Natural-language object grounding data
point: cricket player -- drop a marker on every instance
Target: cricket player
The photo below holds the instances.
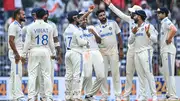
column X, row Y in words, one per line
column 75, row 44
column 40, row 37
column 167, row 51
column 144, row 35
column 93, row 58
column 108, row 30
column 59, row 59
column 15, row 45
column 130, row 66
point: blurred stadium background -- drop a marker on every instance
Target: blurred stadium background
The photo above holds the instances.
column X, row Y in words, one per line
column 58, row 10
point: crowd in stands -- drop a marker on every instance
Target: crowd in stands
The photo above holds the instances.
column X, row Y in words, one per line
column 58, row 10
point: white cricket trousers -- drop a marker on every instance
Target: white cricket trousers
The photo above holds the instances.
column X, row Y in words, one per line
column 143, row 64
column 40, row 80
column 15, row 81
column 168, row 62
column 74, row 65
column 130, row 70
column 92, row 58
column 113, row 62
column 39, row 62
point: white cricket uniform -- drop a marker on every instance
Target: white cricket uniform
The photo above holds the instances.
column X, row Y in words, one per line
column 41, row 85
column 143, row 56
column 40, row 37
column 74, row 42
column 15, row 29
column 168, row 53
column 130, row 65
column 109, row 51
column 92, row 58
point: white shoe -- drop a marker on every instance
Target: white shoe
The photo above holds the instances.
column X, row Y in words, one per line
column 154, row 98
column 141, row 98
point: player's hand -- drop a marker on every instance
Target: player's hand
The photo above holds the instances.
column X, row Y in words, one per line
column 53, row 57
column 108, row 2
column 147, row 30
column 134, row 30
column 91, row 30
column 121, row 54
column 59, row 59
column 91, row 8
column 23, row 60
column 17, row 58
column 168, row 41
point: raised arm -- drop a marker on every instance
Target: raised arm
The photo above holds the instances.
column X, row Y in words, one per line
column 117, row 11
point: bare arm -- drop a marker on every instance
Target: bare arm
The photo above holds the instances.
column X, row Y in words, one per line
column 118, row 12
column 12, row 44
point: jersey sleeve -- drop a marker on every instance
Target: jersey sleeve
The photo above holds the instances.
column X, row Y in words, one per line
column 55, row 31
column 153, row 34
column 51, row 42
column 117, row 29
column 79, row 38
column 27, row 42
column 120, row 13
column 12, row 30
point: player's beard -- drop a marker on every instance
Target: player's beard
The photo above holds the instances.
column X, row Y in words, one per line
column 135, row 20
column 22, row 19
column 103, row 20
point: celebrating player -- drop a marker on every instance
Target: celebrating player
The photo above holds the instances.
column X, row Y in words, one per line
column 143, row 36
column 93, row 58
column 168, row 51
column 108, row 30
column 40, row 37
column 15, row 51
column 130, row 66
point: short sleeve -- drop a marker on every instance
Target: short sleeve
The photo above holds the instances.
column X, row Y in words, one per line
column 12, row 30
column 117, row 29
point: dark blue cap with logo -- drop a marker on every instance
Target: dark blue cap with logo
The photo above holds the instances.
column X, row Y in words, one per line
column 141, row 13
column 163, row 10
column 34, row 10
column 71, row 14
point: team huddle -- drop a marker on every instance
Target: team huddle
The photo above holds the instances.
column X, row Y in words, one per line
column 90, row 48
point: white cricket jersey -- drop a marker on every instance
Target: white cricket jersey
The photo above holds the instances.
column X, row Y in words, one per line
column 165, row 29
column 55, row 31
column 39, row 34
column 141, row 40
column 15, row 29
column 127, row 19
column 108, row 32
column 74, row 40
column 90, row 38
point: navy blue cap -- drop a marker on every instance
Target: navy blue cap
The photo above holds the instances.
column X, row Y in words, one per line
column 47, row 12
column 71, row 14
column 34, row 10
column 163, row 10
column 40, row 12
column 141, row 13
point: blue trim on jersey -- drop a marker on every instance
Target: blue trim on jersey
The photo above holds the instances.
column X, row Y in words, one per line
column 149, row 60
column 169, row 64
column 16, row 68
column 106, row 34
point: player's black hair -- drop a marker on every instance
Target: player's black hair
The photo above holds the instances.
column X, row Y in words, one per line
column 16, row 12
column 99, row 11
column 40, row 13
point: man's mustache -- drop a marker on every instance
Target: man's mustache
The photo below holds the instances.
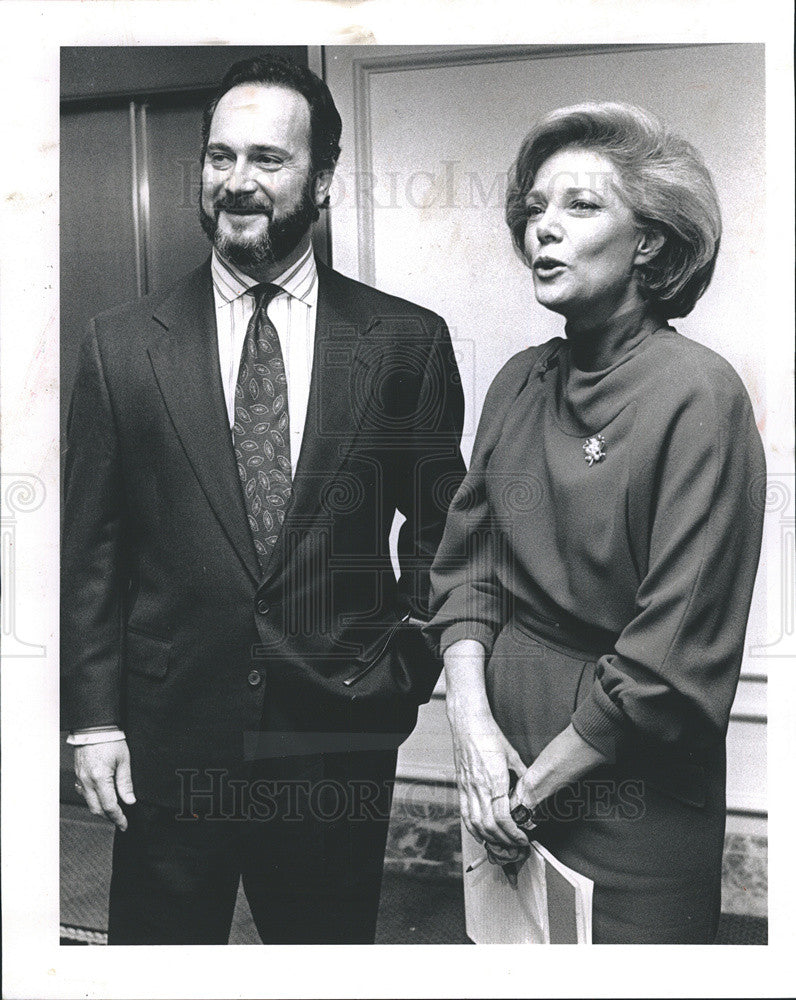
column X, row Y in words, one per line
column 242, row 204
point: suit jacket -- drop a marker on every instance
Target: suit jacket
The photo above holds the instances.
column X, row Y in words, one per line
column 168, row 628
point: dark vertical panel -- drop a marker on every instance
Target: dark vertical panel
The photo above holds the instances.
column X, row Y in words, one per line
column 97, row 245
column 113, row 70
column 176, row 242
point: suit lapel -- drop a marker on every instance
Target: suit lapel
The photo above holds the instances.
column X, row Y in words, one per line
column 186, row 365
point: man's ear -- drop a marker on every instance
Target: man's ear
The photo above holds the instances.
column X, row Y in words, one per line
column 322, row 183
column 649, row 244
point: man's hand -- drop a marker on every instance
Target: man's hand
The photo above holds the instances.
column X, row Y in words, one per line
column 102, row 770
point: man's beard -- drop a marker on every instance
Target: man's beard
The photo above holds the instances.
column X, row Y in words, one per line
column 281, row 237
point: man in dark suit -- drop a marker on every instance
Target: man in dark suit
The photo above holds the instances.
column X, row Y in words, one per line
column 239, row 660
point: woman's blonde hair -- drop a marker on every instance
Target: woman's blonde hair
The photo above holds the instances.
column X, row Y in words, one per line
column 663, row 179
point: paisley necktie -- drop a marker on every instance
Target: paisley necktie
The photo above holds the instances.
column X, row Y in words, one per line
column 261, row 432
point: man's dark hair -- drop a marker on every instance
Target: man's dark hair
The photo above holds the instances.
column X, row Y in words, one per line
column 325, row 123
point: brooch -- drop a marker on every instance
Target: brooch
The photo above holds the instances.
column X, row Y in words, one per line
column 594, row 449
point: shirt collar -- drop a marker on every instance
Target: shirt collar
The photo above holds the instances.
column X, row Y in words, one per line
column 299, row 280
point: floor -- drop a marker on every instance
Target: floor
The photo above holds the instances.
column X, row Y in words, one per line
column 413, row 910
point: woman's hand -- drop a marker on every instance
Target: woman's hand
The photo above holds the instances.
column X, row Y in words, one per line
column 565, row 759
column 482, row 754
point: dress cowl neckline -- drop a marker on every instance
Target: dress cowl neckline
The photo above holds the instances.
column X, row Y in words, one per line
column 588, row 400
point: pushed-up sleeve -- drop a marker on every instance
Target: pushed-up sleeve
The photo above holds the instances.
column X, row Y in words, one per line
column 674, row 671
column 467, row 599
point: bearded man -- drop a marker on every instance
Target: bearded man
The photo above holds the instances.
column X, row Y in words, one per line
column 239, row 659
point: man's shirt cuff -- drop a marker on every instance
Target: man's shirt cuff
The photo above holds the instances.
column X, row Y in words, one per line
column 86, row 737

* [Work task]: Give each record above back word for word, but carry over none of the pictures.

* [Exercise result]:
point: cricket player -- drop a marker on every instance
Target: cricket player
The photo below holds the instances.
column X, row Y in words, one per line
column 75, row 44
column 40, row 37
column 167, row 51
column 144, row 35
column 93, row 58
column 108, row 30
column 59, row 59
column 15, row 45
column 130, row 66
point: blurred stadium background -- drop a marker on every instance
Target: blurred stadium background
The photo above holds the instances.
column X, row Y in words, one per line
column 58, row 10
point: crowd in stands -- drop a marker on every instance
Target: crowd in stands
The photo above holds the instances.
column X, row Y in words, one per line
column 58, row 10
point: white cricket trousers -- drop a marker on every instance
Target: white cricket trousers
The photo above holds the instances.
column X, row Y in words, one per line
column 143, row 64
column 40, row 80
column 15, row 81
column 168, row 62
column 74, row 65
column 130, row 70
column 92, row 58
column 113, row 62
column 39, row 62
point: white cricket uniform -- drop a marker on every instance
Target: white cricket uniform
The photo above holds the instances.
column X, row Y in words, one per line
column 41, row 85
column 143, row 56
column 40, row 37
column 74, row 42
column 15, row 29
column 168, row 53
column 130, row 65
column 109, row 51
column 92, row 58
point: white shoe -- drop a marker on every instance
Target: white shoe
The photo above holds the instances.
column X, row Y in words, one per line
column 154, row 98
column 141, row 98
point: player's hand -- drop a marker on every instance
Target: player's hand
The photo above holds the instances.
column X, row Y in words, one per line
column 53, row 57
column 108, row 2
column 147, row 30
column 134, row 30
column 91, row 30
column 121, row 54
column 59, row 59
column 91, row 8
column 23, row 60
column 17, row 58
column 168, row 41
point: raised arm -- drop a marker on every instance
Target: raised arm
The photo above holds the instances.
column X, row Y in words, one per line
column 117, row 11
point: bare arm -- drop a marker on every instance
Target: bare arm
The photo above holds the instances.
column X, row Y in words, one per line
column 118, row 12
column 12, row 44
point: jersey sleeve -- drop a marker on every instance
Target: jersey sleeve
The photo above holds the instances.
column X, row Y in words, one per line
column 55, row 31
column 153, row 34
column 51, row 42
column 117, row 29
column 79, row 38
column 27, row 42
column 120, row 13
column 12, row 30
point: player's beard -- drop a marker on every instance
Target: player's beard
The photo above holds the instances.
column X, row Y in words, one per line
column 135, row 20
column 22, row 19
column 103, row 20
point: celebrating player -- drop a marker on every instance
Target: celebrating player
The photo above holds the instances.
column X, row Y in words, one per line
column 143, row 36
column 93, row 58
column 168, row 51
column 108, row 30
column 40, row 37
column 15, row 51
column 130, row 66
point: short sleeve -- drop a marker on every instance
Target: short sleeve
The photo above holds the instances.
column X, row Y in words, one per line
column 12, row 30
column 117, row 29
point: dark blue cap with logo -- drop a marker on every instance
Target: dark blue cap with logo
The photo above holds the instances.
column X, row Y in words, one per line
column 141, row 13
column 163, row 10
column 34, row 10
column 71, row 14
point: team huddle -- drop a marker on every instance
Target: team huddle
The photo above holds the instances.
column X, row Y in words, one per line
column 90, row 48
point: white cricket jersey -- drop a marker on every instance
Target: white cricket jersey
The photo above holds the instances.
column X, row Y in words, one per line
column 165, row 29
column 55, row 31
column 39, row 34
column 141, row 40
column 15, row 29
column 127, row 19
column 108, row 32
column 74, row 40
column 90, row 38
point: navy blue cap -- drop a marker on every instance
Target: navy blue cap
The photo above holds the instances.
column X, row Y in words, one per line
column 47, row 12
column 71, row 14
column 34, row 10
column 163, row 10
column 40, row 12
column 141, row 13
point: blue trim on jersey -- drop a marker on every instance
Target: blue trim on jersey
The photo above holds the instances.
column X, row Y in words, one per line
column 149, row 60
column 169, row 64
column 16, row 68
column 106, row 34
point: player's black hair -- drop a marker on every instance
Target: player's black hair
The photo above holds the instances.
column X, row Y in words, one per line
column 16, row 12
column 99, row 11
column 40, row 13
point: man's mustache -- drop a marker on every instance
Target: man's mustache
The photo below holds the instances.
column X, row Y in words, one per line
column 242, row 204
point: suit jacket -- drop a marker on every instance
Target: suit jacket
The photo above holds the instances.
column X, row Y in words, one per line
column 168, row 628
point: dark vertical panel -- drop a marker on every instance
Target: dark vertical panel
The photo above holds the instances.
column X, row Y in words, one per line
column 97, row 245
column 113, row 70
column 176, row 242
point: suit lapel -- drop a marker on every instance
Target: suit lapel
The photo above holds the instances.
column X, row Y in words, one per line
column 186, row 365
point: man's ear -- drop a marker on every instance
Target: man's ear
The photo above holds the instances.
column X, row Y in words, one per line
column 322, row 183
column 649, row 244
point: man's hand -- drop a marker on every instance
Target: man's hand
The photo above holds the instances.
column X, row Y in words, one per line
column 102, row 770
point: man's beard -- drop a marker on every instance
Target: man's beard
The photo above holds the instances.
column X, row Y in words, one per line
column 281, row 237
point: man in dark suit -- drop a marker on every instance
Target: man in dark suit
The photo above holds the instances.
column X, row Y in words, one per line
column 239, row 660
point: woman's blonde hair -- drop a marker on every instance
Target: woman's blonde hair
The photo above holds the instances.
column X, row Y in words, one per line
column 663, row 179
point: paisley necktie -- drop a marker on every instance
Target: paisley necktie
The photo above holds the instances.
column X, row Y in words, one per line
column 261, row 432
point: man's dark hair -- drop a marker on every instance
Target: man's dark hair
The photo above holds the instances.
column X, row Y in words, one per line
column 325, row 123
point: brooch -- drop a marker on every instance
Target: brooch
The photo above holds the instances.
column X, row Y in words, one per line
column 594, row 449
point: shirt collar -- drop a marker on every instance
Target: shirt collar
The photo above holds the instances.
column X, row Y in words, one per line
column 299, row 280
point: floor -- drop a marker on every instance
Target: floor
The photo above holds the instances.
column X, row Y in words, one per line
column 413, row 910
point: woman's hand -- drop a marker on every instance
Target: woman's hand
The photo above holds the instances.
column X, row Y in words, one per line
column 565, row 759
column 482, row 754
point: dress cowl neckline -- drop a marker on every instance
Target: dress cowl neckline
The photo above holds the instances.
column X, row Y in words, one per line
column 588, row 400
point: pushed-up sleeve -- drop a marker on every instance
Target: pushed-up sleeve
The photo above holds the instances.
column X, row Y in words, one per line
column 674, row 671
column 467, row 599
point: bearded man -- drop a marker on every instance
Target: bearded man
The photo above holds the instances.
column X, row Y in words, one per line
column 239, row 659
point: man's shirt cuff -- drop a marker on every instance
Target: man's shirt cuff
The photo above holds the instances.
column X, row Y in words, one per line
column 86, row 737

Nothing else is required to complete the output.